Document section.
######

The Fool’s Tale by Nicole Galland.
posted by sallybrown at 12:07 PM on June 26, 2019


I just read Me Before You and its two sequels and think that particularly the first one fits this bill, but also the second in the trilogy (After You). And the third is just good so you should read that too. That is totally not a genre of books that I normally read but I thought that these were smart, engaging books.
posted by urbanlenny at 12:13 PM on June 26, 2019 [1 favorite]


Ye olde The Sorrows of Young Werther? I haven't read it in ages, so I don't recall if there are dodgy m/f power dynamics, but there is a reason I use the phrase "Werthering around" when I am pining for someone.

Also you can just ask me to recount my relationship with my artistic muse hahaha.
posted by Young Kullervo at 12:33 PM on June 26, 2019 [1 favorite]


NB Werther super does not have a happy ending!

######

Information shown.
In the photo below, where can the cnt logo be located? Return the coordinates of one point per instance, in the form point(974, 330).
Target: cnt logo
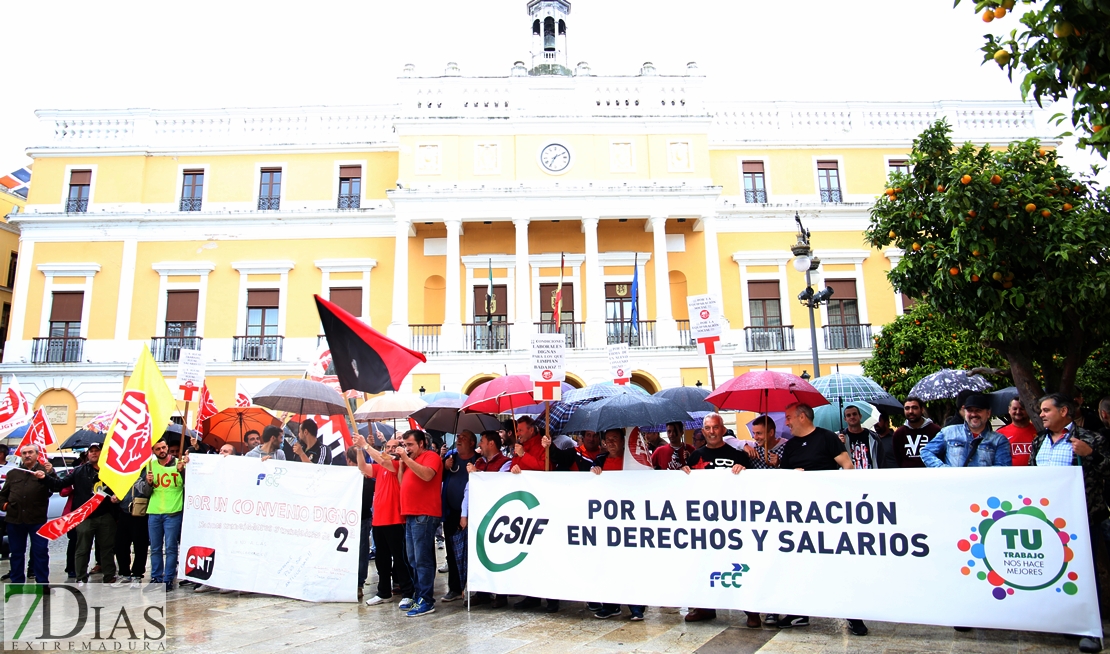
point(729, 579)
point(200, 562)
point(518, 531)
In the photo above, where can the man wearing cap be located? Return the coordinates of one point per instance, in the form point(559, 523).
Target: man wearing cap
point(971, 443)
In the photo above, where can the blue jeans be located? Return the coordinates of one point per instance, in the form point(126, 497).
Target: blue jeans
point(364, 542)
point(163, 526)
point(420, 545)
point(40, 557)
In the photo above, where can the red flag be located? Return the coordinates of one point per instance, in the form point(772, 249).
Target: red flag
point(40, 433)
point(364, 359)
point(205, 408)
point(59, 526)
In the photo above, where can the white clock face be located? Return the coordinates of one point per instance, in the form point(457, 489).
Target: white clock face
point(555, 158)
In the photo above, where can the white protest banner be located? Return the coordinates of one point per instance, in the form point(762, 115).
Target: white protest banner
point(276, 527)
point(995, 547)
point(548, 365)
point(190, 373)
point(618, 363)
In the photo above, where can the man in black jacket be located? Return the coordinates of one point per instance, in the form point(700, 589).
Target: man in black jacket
point(86, 482)
point(26, 496)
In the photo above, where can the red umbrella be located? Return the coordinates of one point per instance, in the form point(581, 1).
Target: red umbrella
point(504, 394)
point(765, 391)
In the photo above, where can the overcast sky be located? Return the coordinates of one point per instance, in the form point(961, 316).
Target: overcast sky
point(80, 54)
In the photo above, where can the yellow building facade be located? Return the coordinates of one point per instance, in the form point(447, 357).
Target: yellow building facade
point(213, 229)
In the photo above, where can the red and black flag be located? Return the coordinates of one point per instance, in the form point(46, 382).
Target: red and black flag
point(365, 360)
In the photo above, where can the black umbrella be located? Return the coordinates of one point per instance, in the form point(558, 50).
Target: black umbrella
point(82, 439)
point(625, 411)
point(444, 415)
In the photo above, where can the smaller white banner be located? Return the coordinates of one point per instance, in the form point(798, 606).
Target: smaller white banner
point(548, 358)
point(278, 527)
point(190, 374)
point(618, 361)
point(705, 315)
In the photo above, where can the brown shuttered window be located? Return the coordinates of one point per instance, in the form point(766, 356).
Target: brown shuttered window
point(262, 298)
point(843, 289)
point(763, 290)
point(350, 300)
point(67, 307)
point(181, 305)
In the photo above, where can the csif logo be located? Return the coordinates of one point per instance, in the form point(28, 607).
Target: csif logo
point(502, 530)
point(200, 562)
point(729, 579)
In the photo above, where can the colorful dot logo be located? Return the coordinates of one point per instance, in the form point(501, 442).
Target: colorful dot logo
point(1015, 546)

######

What this task involves.
Return the passage of the book-recommendation thread from "I just read" up to and including "a happy ending!", copied word for word.

Full output.
I just read Me Before You and its two sequels and think that particularly the first one fits this bill, but also the second in the trilogy (After You). And the third is just good so you should read that too. That is totally not a genre of books that I normally read but I thought that these were smart, engaging books.
posted by urbanlenny at 12:13 PM on June 26, 2019 [1 favorite]


Ye olde The Sorrows of Young Werther? I haven't read it in ages, so I don't recall if there are dodgy m/f power dynamics, but there is a reason I use the phrase "Werthering around" when I am pining for someone.

Also you can just ask me to recount my relationship with my artistic muse hahaha.
posted by Young Kullervo at 12:33 PM on June 26, 2019 [1 favorite]


NB Werther super does not have a happy ending!